Trecho do texto:
---
Em alguns estados, a diferença foi mais gritante: no Maranhão, o Criança Alfabetizada apontou que 56% dos alunos de 7-8 anos estavam alfabetizados; já o Saeb, 31%, com margem de erro de 5,9 pontos percentuais.

“É preciso que se diga que a avaliação censitária [feita por estados] é parte de políticas de incentivos e mobiliza mais as escolas. Era previsível que houvesse desempenho um pouco acima [do Saeb]”, disse Palácios, na coletiva de imprensa.

  • De fato, os resultados das avaliações estaduais são usados para distribuição de recursos públicos e de bônus por alcance de metas.

🔎Por que os dados do Saeb ficaram escondidos por meses e só foram revelados diante de uma pressão externa?

Um ofício assinado por Palácios, revelado pela Folha de S.Paulo em 27 de março, mostra que o presidente do Inep orientou expressamente que fossem divulgados os microdados do Saeb apenas do 5º e do 9º ano do ensino fundamental e do 3º ano do ensino médio. As informações sobre alfabetização do 2º ano, portanto, ficariam “escondidas”.

➡️Em 3 de abril, depois de uma intensa pressão política, o MEC determinou que o Inep divulgasse, sim, os números relativos a essas crianças. Foi quando Palácios apresentou argumentos para justificar o fato de os números não terem sido revelados antes:

  • processo de definição dos padrões de desempenho (quais faixas de nota seriam definidas como abaixo do básico, básico, adequado e avançado);
  • limitações na amostra da alfabetização.

“A nossa intenção era devolver os resultados do Saeb 23 já com a distribuição do alunado das diferentes redes por padrão de desempenho”, disse o presidente do Inep.
---
Tarefas propostas:
1. Responda com base no trecho sobre os dados do Saeb:
(a) Segundo o Criança Alfabetizada, qual porcentagem dos alunos de 7-8 anos do Maranhão estava alfabetizada?
(b) Em que data o MEC determinou que o Inep divulgasse os números sobre as crianças do 2º ano?
(c) De quais anos escolares o ofício de Palácios mandava divulgar os microdados do Saeb?
2. Dê continuidade ao trecho sobre os dados do Saeb a partir da última frase apresentada.
O material que vem a seguir não tem nenhuma ligação com o trecho.

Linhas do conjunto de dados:
---
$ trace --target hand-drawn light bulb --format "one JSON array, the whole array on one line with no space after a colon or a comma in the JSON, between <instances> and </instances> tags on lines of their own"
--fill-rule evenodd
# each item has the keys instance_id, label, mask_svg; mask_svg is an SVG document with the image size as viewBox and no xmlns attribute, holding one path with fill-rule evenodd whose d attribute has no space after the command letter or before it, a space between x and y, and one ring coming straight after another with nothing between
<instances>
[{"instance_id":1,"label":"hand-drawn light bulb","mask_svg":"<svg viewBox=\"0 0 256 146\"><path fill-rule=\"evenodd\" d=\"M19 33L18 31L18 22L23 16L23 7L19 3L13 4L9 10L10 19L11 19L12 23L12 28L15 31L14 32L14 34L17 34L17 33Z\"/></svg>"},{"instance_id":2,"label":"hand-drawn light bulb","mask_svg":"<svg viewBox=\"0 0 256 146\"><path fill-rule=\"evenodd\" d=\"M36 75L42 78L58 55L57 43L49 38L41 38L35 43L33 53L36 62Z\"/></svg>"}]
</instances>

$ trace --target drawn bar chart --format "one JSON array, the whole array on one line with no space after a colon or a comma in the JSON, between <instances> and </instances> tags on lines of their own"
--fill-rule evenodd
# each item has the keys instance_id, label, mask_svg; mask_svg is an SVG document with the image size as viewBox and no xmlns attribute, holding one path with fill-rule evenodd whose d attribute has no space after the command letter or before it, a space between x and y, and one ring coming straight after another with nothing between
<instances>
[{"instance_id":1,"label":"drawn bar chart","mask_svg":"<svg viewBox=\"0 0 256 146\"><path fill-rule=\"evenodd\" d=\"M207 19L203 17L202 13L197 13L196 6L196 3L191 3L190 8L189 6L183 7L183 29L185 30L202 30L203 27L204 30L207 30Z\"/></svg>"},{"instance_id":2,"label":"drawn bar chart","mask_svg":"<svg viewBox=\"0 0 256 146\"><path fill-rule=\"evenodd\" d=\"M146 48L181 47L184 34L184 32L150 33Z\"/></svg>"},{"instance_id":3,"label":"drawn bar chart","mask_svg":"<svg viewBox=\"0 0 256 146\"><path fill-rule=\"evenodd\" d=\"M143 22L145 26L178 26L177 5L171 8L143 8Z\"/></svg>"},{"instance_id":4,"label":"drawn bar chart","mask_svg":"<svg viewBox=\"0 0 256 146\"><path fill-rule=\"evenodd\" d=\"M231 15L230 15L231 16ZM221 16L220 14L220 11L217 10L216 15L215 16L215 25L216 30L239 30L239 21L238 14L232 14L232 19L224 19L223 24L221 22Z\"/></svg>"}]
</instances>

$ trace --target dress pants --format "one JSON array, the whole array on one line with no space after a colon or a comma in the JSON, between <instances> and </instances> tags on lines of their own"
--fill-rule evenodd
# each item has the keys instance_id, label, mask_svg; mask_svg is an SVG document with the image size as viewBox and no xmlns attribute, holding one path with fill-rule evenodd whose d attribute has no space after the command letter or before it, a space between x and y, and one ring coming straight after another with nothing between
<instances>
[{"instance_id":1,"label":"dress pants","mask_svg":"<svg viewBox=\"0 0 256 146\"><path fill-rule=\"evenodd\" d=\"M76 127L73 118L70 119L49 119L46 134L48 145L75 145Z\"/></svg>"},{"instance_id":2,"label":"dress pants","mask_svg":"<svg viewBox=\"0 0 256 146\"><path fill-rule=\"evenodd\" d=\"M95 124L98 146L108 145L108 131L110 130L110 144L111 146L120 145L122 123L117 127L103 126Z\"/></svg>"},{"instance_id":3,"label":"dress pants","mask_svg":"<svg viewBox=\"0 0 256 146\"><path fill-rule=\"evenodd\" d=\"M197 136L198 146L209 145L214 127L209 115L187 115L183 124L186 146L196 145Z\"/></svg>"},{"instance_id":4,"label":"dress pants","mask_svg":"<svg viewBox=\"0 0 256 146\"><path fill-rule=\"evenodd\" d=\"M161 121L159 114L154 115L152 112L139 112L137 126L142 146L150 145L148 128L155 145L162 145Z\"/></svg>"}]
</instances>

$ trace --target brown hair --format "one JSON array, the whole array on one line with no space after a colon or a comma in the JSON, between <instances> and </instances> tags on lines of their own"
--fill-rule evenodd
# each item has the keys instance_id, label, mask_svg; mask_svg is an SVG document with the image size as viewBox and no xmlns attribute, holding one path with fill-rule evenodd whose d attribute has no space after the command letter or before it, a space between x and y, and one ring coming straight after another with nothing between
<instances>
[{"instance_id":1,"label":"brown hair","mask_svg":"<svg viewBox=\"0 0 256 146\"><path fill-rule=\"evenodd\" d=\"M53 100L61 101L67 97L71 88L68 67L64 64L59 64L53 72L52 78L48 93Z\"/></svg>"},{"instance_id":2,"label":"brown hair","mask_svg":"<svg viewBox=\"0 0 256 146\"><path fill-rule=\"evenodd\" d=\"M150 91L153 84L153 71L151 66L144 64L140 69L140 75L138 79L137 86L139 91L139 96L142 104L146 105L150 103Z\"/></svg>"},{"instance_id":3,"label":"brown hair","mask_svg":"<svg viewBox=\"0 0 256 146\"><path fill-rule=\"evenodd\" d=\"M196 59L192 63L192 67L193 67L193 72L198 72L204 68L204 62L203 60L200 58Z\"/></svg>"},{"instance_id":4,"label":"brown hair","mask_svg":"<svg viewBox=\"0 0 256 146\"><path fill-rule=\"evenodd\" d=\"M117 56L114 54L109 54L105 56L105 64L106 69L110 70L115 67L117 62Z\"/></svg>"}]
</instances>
---
Respostas esperadas:
1.
(a) 56%.
(b) Em 3 de abril.
(c) Do 5º e do 9º ano do ensino fundamental e do 3º ano do ensino médio.

2.
Ernesto Martins Faria, diretor-executivo do Iede e especialista em avaliação de políticas públicas educacionais, afirma que essas explicações precisam ser mais detalhadas.

“Foi importante que o Inep tenha caminhado para o modelo de transparência agora e finalmente divulgado os microdados do Saeb. Mas [o instituto] precisa ter um papel mais forte: quais foram os problemas amostrais? É estranho, com o aparato que o Inep tem, não conseguir garantir uma amostragem razoável”, afirma.

Quais as diferenças entre o Saeb e o Criança Alfabetizada?

  • Prova de português e de matemática feita por alunos do 2º, 5º e 9º ano do ensino fundamental e por estudantes do 3º do ensino médio.
  • Avaliação feita em uma amostra de escolas, a partir de um conjunto que representa toda a realidade do município.
  • Índice criado pelo Ministério da Educação (MEC) em 2024, focando nos alunos do 2º ano.
  • Calculado com base em avaliações estaduais de 2023, censitárias (aplicadas para todos os alunos). O Inep forneceu 20 questões de seu banco de perguntas para ajudar na parametrização de dificuldade. O resto foi definido por cada estado, com total independência.
  • Obs.: Acre, Roraima e Distrito Federal não participaram.

“Precisamos de mais informações para entender qual dos dois dados é mais confiável. Um argumento a favor do Criança Alfabetizada é que, de fato, há maior engajamento das redes de ensino, que não costumam ser responsabilizadas pelo Saeb”, diz Ernesto.

“Por outro lado, são avaliações diferentes em cada estado. É um desafio garantir que sejam compatíveis. Um aplicador pode ser mais rígido em um local do que em outro. A mediação do professor durante a prova também pode alterar os resultados.”

Um caminho, segundo o presidente do Iede, é fazer um cruzamento dos dados de escolas que fizeram tanto o Saeb quanto o Criança Alfabetizada. Para isso, o Inep precisa liberar os microdados deste último programa.